[Extracted records]
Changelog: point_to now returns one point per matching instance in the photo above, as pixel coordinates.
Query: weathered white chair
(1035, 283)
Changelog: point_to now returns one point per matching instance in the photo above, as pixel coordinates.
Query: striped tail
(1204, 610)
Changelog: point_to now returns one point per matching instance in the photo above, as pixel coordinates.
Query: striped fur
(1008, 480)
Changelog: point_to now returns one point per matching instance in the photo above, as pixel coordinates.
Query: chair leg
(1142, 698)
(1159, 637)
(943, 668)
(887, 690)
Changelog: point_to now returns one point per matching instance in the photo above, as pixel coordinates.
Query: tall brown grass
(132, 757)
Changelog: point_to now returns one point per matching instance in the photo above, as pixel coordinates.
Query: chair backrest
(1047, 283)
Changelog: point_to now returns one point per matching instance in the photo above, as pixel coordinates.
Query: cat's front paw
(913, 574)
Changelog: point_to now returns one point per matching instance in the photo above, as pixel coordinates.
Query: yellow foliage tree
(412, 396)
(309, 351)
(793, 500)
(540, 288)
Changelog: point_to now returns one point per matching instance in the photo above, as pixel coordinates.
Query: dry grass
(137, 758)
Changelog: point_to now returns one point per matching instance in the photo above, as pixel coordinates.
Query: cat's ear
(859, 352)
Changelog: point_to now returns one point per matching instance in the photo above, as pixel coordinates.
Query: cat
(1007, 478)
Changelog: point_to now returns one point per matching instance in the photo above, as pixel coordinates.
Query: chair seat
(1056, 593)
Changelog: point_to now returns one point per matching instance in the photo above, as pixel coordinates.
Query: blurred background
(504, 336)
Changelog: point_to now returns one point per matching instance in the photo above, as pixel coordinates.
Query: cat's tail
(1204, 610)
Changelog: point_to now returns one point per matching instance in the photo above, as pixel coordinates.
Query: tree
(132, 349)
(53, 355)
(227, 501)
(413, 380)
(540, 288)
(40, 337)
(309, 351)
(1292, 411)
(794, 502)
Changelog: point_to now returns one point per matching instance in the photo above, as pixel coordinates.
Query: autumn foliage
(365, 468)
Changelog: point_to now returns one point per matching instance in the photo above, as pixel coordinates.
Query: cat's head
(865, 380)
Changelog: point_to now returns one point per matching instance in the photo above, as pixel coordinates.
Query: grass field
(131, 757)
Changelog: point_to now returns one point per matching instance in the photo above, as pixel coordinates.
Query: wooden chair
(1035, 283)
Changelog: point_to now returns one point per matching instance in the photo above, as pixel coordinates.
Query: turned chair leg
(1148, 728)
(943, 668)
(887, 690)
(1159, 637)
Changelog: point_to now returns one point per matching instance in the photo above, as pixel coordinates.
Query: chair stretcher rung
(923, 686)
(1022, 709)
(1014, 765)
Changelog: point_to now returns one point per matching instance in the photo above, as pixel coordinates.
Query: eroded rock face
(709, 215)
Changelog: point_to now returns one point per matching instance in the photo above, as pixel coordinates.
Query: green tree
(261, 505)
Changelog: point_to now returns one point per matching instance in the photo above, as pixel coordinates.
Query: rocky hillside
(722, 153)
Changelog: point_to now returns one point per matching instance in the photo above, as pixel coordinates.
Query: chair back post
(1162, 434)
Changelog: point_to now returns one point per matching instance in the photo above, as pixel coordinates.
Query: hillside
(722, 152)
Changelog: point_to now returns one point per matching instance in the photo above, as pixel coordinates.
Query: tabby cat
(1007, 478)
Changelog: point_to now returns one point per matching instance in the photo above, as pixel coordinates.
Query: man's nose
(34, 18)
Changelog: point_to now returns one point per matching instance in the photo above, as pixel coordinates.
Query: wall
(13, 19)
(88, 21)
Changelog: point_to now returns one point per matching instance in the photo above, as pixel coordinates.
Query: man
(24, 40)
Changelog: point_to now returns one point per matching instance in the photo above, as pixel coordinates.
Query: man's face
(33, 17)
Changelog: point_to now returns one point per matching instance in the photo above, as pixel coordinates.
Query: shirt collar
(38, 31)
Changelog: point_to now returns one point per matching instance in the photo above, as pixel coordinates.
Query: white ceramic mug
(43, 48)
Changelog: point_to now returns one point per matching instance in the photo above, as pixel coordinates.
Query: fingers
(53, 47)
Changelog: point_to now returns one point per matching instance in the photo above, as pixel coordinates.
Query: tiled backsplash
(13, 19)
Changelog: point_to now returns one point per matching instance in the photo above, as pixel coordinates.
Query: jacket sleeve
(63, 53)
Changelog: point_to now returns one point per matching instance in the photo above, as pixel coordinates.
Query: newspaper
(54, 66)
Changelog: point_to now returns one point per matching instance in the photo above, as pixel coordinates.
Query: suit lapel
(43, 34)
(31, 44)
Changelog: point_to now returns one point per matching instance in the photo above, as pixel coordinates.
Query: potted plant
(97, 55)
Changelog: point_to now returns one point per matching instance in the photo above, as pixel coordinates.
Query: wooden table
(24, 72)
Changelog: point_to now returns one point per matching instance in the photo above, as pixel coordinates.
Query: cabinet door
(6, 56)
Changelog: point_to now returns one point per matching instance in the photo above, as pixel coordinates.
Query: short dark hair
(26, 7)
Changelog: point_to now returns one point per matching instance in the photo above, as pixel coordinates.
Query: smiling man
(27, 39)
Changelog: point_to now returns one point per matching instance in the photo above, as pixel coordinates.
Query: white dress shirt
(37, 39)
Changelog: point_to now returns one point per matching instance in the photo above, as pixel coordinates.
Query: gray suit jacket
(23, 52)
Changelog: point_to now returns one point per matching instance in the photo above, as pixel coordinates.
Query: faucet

- WHAT IS NEEDED -
Your answer must be the lines from the one with "Query: tiled backsplash" through the last line of the data, repeated exactly and with nothing else.

- RESPONSE AREA -
Query: tiled backsplash
(13, 19)
Changelog: point_to now returns one point per matching instance in the photo above, as pixel coordinates.
Query: jacket sleeve
(63, 53)
Changelog: point_to now returns one point per matching instance in the photo above, as pixel coordinates.
Query: newspaper
(54, 66)
Changelog: point_to now returns one point per matching instance in the photo above, as pixel coordinates.
Query: suit lapel
(43, 34)
(31, 44)
Changelog: point_to now returns one point per matching instance in the photo above, as pixel coordinates.
Query: potted plant
(97, 55)
Changelog: point_to now returns one point per matching instance in the photo above, as pixel coordinates.
Query: wooden table
(24, 72)
Changelog: point_to now returns one point per matching instance in the photo above, as pixel coordinates.
Query: cabinet door
(6, 56)
Changelog: point_to now returns one point per matching instance in the photo above, as pixel coordinates.
Query: short dark hair
(26, 7)
Changelog: point_to now returns one point per matching instance in the photo above, as pixel coordinates.
Query: smiling man
(27, 39)
Changelog: point_to now returns one point per matching instance in the photo above, as pixel coordinates.
Query: white dress shirt
(37, 39)
Changelog: point_to now returns one point per matching instance in the photo above, as pixel coordinates.
Query: gray suit jacket
(23, 52)
Changelog: point_to now returns one point per matching instance in the photo above, as pixel coordinates.
Query: faucet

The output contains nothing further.